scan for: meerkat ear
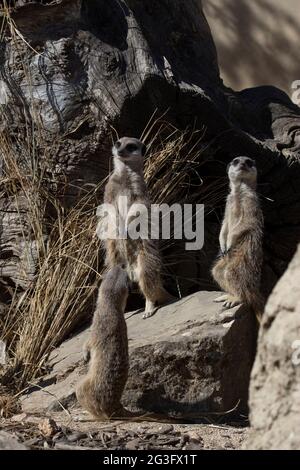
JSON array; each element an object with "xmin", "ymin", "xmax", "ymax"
[
  {"xmin": 141, "ymin": 143, "xmax": 147, "ymax": 156},
  {"xmin": 226, "ymin": 163, "xmax": 231, "ymax": 173}
]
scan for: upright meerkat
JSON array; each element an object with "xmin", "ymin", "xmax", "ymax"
[
  {"xmin": 76, "ymin": 266, "xmax": 130, "ymax": 419},
  {"xmin": 98, "ymin": 137, "xmax": 173, "ymax": 319},
  {"xmin": 212, "ymin": 156, "xmax": 264, "ymax": 316}
]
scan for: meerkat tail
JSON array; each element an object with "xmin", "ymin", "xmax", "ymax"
[
  {"xmin": 244, "ymin": 291, "xmax": 265, "ymax": 320},
  {"xmin": 156, "ymin": 287, "xmax": 175, "ymax": 305}
]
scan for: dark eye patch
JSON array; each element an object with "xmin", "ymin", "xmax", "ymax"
[
  {"xmin": 246, "ymin": 159, "xmax": 255, "ymax": 167},
  {"xmin": 115, "ymin": 141, "xmax": 121, "ymax": 149},
  {"xmin": 232, "ymin": 158, "xmax": 240, "ymax": 166},
  {"xmin": 126, "ymin": 144, "xmax": 138, "ymax": 153}
]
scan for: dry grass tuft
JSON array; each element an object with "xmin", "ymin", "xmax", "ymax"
[
  {"xmin": 142, "ymin": 117, "xmax": 227, "ymax": 208},
  {"xmin": 0, "ymin": 6, "xmax": 104, "ymax": 388},
  {"xmin": 10, "ymin": 200, "xmax": 101, "ymax": 386},
  {"xmin": 141, "ymin": 117, "xmax": 227, "ymax": 291},
  {"xmin": 0, "ymin": 129, "xmax": 103, "ymax": 387},
  {"xmin": 0, "ymin": 394, "xmax": 21, "ymax": 418}
]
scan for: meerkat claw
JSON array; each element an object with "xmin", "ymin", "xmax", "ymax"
[
  {"xmin": 214, "ymin": 294, "xmax": 229, "ymax": 303},
  {"xmin": 143, "ymin": 311, "xmax": 153, "ymax": 319},
  {"xmin": 142, "ymin": 308, "xmax": 158, "ymax": 319},
  {"xmin": 142, "ymin": 303, "xmax": 160, "ymax": 319},
  {"xmin": 223, "ymin": 297, "xmax": 241, "ymax": 309}
]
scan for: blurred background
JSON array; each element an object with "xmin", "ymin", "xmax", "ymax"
[{"xmin": 203, "ymin": 0, "xmax": 300, "ymax": 97}]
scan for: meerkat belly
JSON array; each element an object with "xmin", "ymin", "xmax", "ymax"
[
  {"xmin": 124, "ymin": 239, "xmax": 141, "ymax": 282},
  {"xmin": 116, "ymin": 191, "xmax": 131, "ymax": 238},
  {"xmin": 114, "ymin": 191, "xmax": 140, "ymax": 278}
]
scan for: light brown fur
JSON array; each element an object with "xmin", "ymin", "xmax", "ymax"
[
  {"xmin": 76, "ymin": 266, "xmax": 130, "ymax": 419},
  {"xmin": 212, "ymin": 156, "xmax": 265, "ymax": 316},
  {"xmin": 98, "ymin": 137, "xmax": 173, "ymax": 319}
]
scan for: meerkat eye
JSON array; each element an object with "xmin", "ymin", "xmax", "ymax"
[
  {"xmin": 115, "ymin": 141, "xmax": 121, "ymax": 149},
  {"xmin": 126, "ymin": 144, "xmax": 138, "ymax": 153},
  {"xmin": 246, "ymin": 159, "xmax": 255, "ymax": 168},
  {"xmin": 233, "ymin": 159, "xmax": 240, "ymax": 166}
]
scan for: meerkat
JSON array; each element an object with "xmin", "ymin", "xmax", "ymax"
[
  {"xmin": 211, "ymin": 156, "xmax": 265, "ymax": 317},
  {"xmin": 76, "ymin": 266, "xmax": 130, "ymax": 419},
  {"xmin": 97, "ymin": 137, "xmax": 173, "ymax": 319}
]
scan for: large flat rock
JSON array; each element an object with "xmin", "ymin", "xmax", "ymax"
[{"xmin": 21, "ymin": 291, "xmax": 256, "ymax": 417}]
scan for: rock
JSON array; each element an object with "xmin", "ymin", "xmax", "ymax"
[
  {"xmin": 183, "ymin": 430, "xmax": 204, "ymax": 450},
  {"xmin": 123, "ymin": 292, "xmax": 256, "ymax": 415},
  {"xmin": 246, "ymin": 244, "xmax": 300, "ymax": 450},
  {"xmin": 54, "ymin": 442, "xmax": 94, "ymax": 451},
  {"xmin": 0, "ymin": 431, "xmax": 27, "ymax": 450},
  {"xmin": 10, "ymin": 412, "xmax": 28, "ymax": 422},
  {"xmin": 125, "ymin": 439, "xmax": 140, "ymax": 450},
  {"xmin": 184, "ymin": 441, "xmax": 203, "ymax": 450},
  {"xmin": 67, "ymin": 432, "xmax": 87, "ymax": 443},
  {"xmin": 21, "ymin": 291, "xmax": 256, "ymax": 416}
]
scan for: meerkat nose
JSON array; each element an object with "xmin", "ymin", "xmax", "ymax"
[{"xmin": 118, "ymin": 148, "xmax": 125, "ymax": 156}]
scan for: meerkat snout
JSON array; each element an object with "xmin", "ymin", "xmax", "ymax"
[{"xmin": 112, "ymin": 137, "xmax": 147, "ymax": 159}]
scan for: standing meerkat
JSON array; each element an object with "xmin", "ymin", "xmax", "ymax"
[
  {"xmin": 76, "ymin": 266, "xmax": 130, "ymax": 419},
  {"xmin": 98, "ymin": 137, "xmax": 173, "ymax": 319},
  {"xmin": 211, "ymin": 156, "xmax": 265, "ymax": 316}
]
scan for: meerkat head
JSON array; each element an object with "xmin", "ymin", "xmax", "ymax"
[
  {"xmin": 112, "ymin": 137, "xmax": 146, "ymax": 170},
  {"xmin": 228, "ymin": 156, "xmax": 257, "ymax": 187}
]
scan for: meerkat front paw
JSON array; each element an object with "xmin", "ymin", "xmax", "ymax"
[
  {"xmin": 214, "ymin": 294, "xmax": 229, "ymax": 303},
  {"xmin": 222, "ymin": 295, "xmax": 242, "ymax": 309}
]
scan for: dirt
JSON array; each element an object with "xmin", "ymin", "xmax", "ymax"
[{"xmin": 0, "ymin": 404, "xmax": 249, "ymax": 450}]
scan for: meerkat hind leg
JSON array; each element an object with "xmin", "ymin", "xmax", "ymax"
[
  {"xmin": 136, "ymin": 254, "xmax": 173, "ymax": 320},
  {"xmin": 143, "ymin": 299, "xmax": 159, "ymax": 319}
]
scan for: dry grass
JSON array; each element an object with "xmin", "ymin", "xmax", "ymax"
[
  {"xmin": 10, "ymin": 200, "xmax": 101, "ymax": 386},
  {"xmin": 0, "ymin": 129, "xmax": 103, "ymax": 388},
  {"xmin": 141, "ymin": 117, "xmax": 227, "ymax": 291},
  {"xmin": 0, "ymin": 393, "xmax": 21, "ymax": 418},
  {"xmin": 142, "ymin": 115, "xmax": 227, "ymax": 209},
  {"xmin": 0, "ymin": 6, "xmax": 104, "ymax": 388}
]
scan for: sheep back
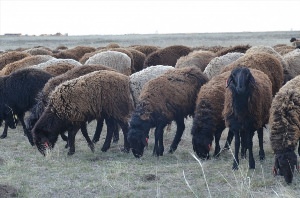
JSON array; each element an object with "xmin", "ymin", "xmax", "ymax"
[
  {"xmin": 283, "ymin": 49, "xmax": 300, "ymax": 79},
  {"xmin": 130, "ymin": 45, "xmax": 160, "ymax": 56},
  {"xmin": 269, "ymin": 75, "xmax": 300, "ymax": 152},
  {"xmin": 49, "ymin": 70, "xmax": 133, "ymax": 123},
  {"xmin": 0, "ymin": 51, "xmax": 31, "ymax": 70}
]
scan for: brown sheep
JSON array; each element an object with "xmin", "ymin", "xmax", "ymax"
[
  {"xmin": 32, "ymin": 70, "xmax": 133, "ymax": 156},
  {"xmin": 24, "ymin": 48, "xmax": 53, "ymax": 56},
  {"xmin": 216, "ymin": 44, "xmax": 251, "ymax": 57},
  {"xmin": 130, "ymin": 45, "xmax": 160, "ymax": 56},
  {"xmin": 220, "ymin": 52, "xmax": 283, "ymax": 95},
  {"xmin": 0, "ymin": 51, "xmax": 31, "ymax": 70},
  {"xmin": 53, "ymin": 46, "xmax": 96, "ymax": 61},
  {"xmin": 269, "ymin": 75, "xmax": 300, "ymax": 184},
  {"xmin": 126, "ymin": 48, "xmax": 146, "ymax": 72},
  {"xmin": 143, "ymin": 45, "xmax": 192, "ymax": 68},
  {"xmin": 42, "ymin": 63, "xmax": 76, "ymax": 76},
  {"xmin": 127, "ymin": 66, "xmax": 208, "ymax": 158}
]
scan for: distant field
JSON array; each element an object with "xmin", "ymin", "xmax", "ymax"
[
  {"xmin": 1, "ymin": 31, "xmax": 300, "ymax": 51},
  {"xmin": 0, "ymin": 31, "xmax": 300, "ymax": 197}
]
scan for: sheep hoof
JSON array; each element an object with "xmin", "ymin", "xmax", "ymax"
[
  {"xmin": 65, "ymin": 143, "xmax": 69, "ymax": 149},
  {"xmin": 67, "ymin": 151, "xmax": 75, "ymax": 156},
  {"xmin": 89, "ymin": 144, "xmax": 95, "ymax": 153},
  {"xmin": 112, "ymin": 138, "xmax": 119, "ymax": 143},
  {"xmin": 0, "ymin": 134, "xmax": 7, "ymax": 139},
  {"xmin": 259, "ymin": 150, "xmax": 265, "ymax": 160},
  {"xmin": 92, "ymin": 138, "xmax": 99, "ymax": 144},
  {"xmin": 121, "ymin": 147, "xmax": 130, "ymax": 153},
  {"xmin": 101, "ymin": 146, "xmax": 109, "ymax": 152},
  {"xmin": 168, "ymin": 148, "xmax": 175, "ymax": 154},
  {"xmin": 232, "ymin": 163, "xmax": 239, "ymax": 170}
]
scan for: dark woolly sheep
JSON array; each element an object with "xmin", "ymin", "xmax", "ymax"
[
  {"xmin": 0, "ymin": 51, "xmax": 31, "ymax": 70},
  {"xmin": 143, "ymin": 45, "xmax": 192, "ymax": 68},
  {"xmin": 290, "ymin": 37, "xmax": 300, "ymax": 49},
  {"xmin": 55, "ymin": 45, "xmax": 68, "ymax": 51},
  {"xmin": 126, "ymin": 48, "xmax": 146, "ymax": 73},
  {"xmin": 0, "ymin": 55, "xmax": 54, "ymax": 76},
  {"xmin": 24, "ymin": 48, "xmax": 53, "ymax": 56},
  {"xmin": 216, "ymin": 44, "xmax": 251, "ymax": 57},
  {"xmin": 127, "ymin": 66, "xmax": 208, "ymax": 158},
  {"xmin": 32, "ymin": 70, "xmax": 133, "ymax": 156},
  {"xmin": 221, "ymin": 52, "xmax": 283, "ymax": 95},
  {"xmin": 283, "ymin": 49, "xmax": 300, "ymax": 80},
  {"xmin": 191, "ymin": 71, "xmax": 234, "ymax": 159},
  {"xmin": 223, "ymin": 67, "xmax": 272, "ymax": 170},
  {"xmin": 0, "ymin": 68, "xmax": 52, "ymax": 145},
  {"xmin": 269, "ymin": 75, "xmax": 300, "ymax": 184},
  {"xmin": 53, "ymin": 46, "xmax": 96, "ymax": 61},
  {"xmin": 130, "ymin": 45, "xmax": 160, "ymax": 56},
  {"xmin": 26, "ymin": 65, "xmax": 117, "ymax": 153},
  {"xmin": 175, "ymin": 50, "xmax": 217, "ymax": 71}
]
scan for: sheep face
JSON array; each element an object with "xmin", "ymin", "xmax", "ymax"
[
  {"xmin": 192, "ymin": 135, "xmax": 211, "ymax": 160},
  {"xmin": 32, "ymin": 108, "xmax": 65, "ymax": 156},
  {"xmin": 273, "ymin": 151, "xmax": 298, "ymax": 184},
  {"xmin": 226, "ymin": 67, "xmax": 255, "ymax": 95}
]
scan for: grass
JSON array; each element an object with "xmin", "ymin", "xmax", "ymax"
[{"xmin": 0, "ymin": 119, "xmax": 299, "ymax": 198}]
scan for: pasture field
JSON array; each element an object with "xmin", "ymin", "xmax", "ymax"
[{"xmin": 0, "ymin": 31, "xmax": 300, "ymax": 197}]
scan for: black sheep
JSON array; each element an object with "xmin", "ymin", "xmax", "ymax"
[{"xmin": 0, "ymin": 68, "xmax": 52, "ymax": 145}]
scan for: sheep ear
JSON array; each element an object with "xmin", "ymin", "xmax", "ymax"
[{"xmin": 226, "ymin": 76, "xmax": 233, "ymax": 88}]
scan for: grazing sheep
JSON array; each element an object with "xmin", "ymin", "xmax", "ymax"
[
  {"xmin": 0, "ymin": 55, "xmax": 54, "ymax": 76},
  {"xmin": 203, "ymin": 52, "xmax": 244, "ymax": 79},
  {"xmin": 26, "ymin": 65, "xmax": 117, "ymax": 152},
  {"xmin": 269, "ymin": 75, "xmax": 300, "ymax": 184},
  {"xmin": 127, "ymin": 66, "xmax": 208, "ymax": 158},
  {"xmin": 130, "ymin": 45, "xmax": 159, "ymax": 56},
  {"xmin": 283, "ymin": 49, "xmax": 300, "ymax": 80},
  {"xmin": 143, "ymin": 45, "xmax": 192, "ymax": 68},
  {"xmin": 85, "ymin": 51, "xmax": 132, "ymax": 75},
  {"xmin": 191, "ymin": 71, "xmax": 234, "ymax": 159},
  {"xmin": 221, "ymin": 52, "xmax": 283, "ymax": 95},
  {"xmin": 175, "ymin": 50, "xmax": 217, "ymax": 71},
  {"xmin": 0, "ymin": 68, "xmax": 52, "ymax": 145},
  {"xmin": 32, "ymin": 70, "xmax": 133, "ymax": 156},
  {"xmin": 246, "ymin": 45, "xmax": 292, "ymax": 83},
  {"xmin": 24, "ymin": 48, "xmax": 53, "ymax": 56},
  {"xmin": 0, "ymin": 51, "xmax": 31, "ymax": 70},
  {"xmin": 216, "ymin": 44, "xmax": 251, "ymax": 57},
  {"xmin": 53, "ymin": 46, "xmax": 96, "ymax": 61},
  {"xmin": 223, "ymin": 67, "xmax": 272, "ymax": 170},
  {"xmin": 129, "ymin": 65, "xmax": 174, "ymax": 107}
]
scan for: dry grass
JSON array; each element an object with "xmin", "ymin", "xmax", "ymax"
[{"xmin": 0, "ymin": 118, "xmax": 299, "ymax": 198}]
+++++
Send back an exact copy of only the lines from the line with "scan for: grass" up to and including the line with "scan for: black sheep" in the data above.

scan for: grass
JSON array; each element an object with "xmin", "ymin", "xmax", "ymax"
[{"xmin": 0, "ymin": 119, "xmax": 299, "ymax": 198}]
scan for: pasture field
JSON array; each element an object with "xmin", "ymin", "xmax", "ymax"
[{"xmin": 0, "ymin": 31, "xmax": 300, "ymax": 197}]
scan for: black sheep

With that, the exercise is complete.